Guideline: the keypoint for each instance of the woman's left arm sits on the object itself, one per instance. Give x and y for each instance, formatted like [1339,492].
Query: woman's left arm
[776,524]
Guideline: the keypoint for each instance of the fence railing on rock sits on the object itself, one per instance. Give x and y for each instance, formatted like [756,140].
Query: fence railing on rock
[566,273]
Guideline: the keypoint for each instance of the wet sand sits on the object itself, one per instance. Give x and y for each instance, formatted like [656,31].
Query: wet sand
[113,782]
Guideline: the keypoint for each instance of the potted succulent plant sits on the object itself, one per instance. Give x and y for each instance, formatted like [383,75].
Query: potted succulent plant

------------------------------------------------------------------------

Rewrite all of the entries above as a numbered list with one line per number, and leave out any blank lines.

■ Result of this task:
1. Guideline: the keypoint for each instance of the woman's left arm sits on the object itself, one per instance. Give x and y for each instance, formatted like [1339,492].
2. Query: woman's left arm
3. [776,524]
4. Guideline: the keypoint for each instance of the fence railing on rock sits on the object itself, one per instance. Give x and y for each instance, formatted like [756,140].
5. Query: fence railing on rock
6. [566,273]
7. Guideline: the keypoint for each instance of the wet sand sits on the object itself, one per instance. Give x and y for each instance, formatted like [656,31].
8. Query: wet sand
9. [113,782]
10. Guideline: the keypoint for each instance of the potted succulent plant sits on the object itself, one per instance. Give x and y for each instance, formatted like [383,75].
11. Query: potted succulent plant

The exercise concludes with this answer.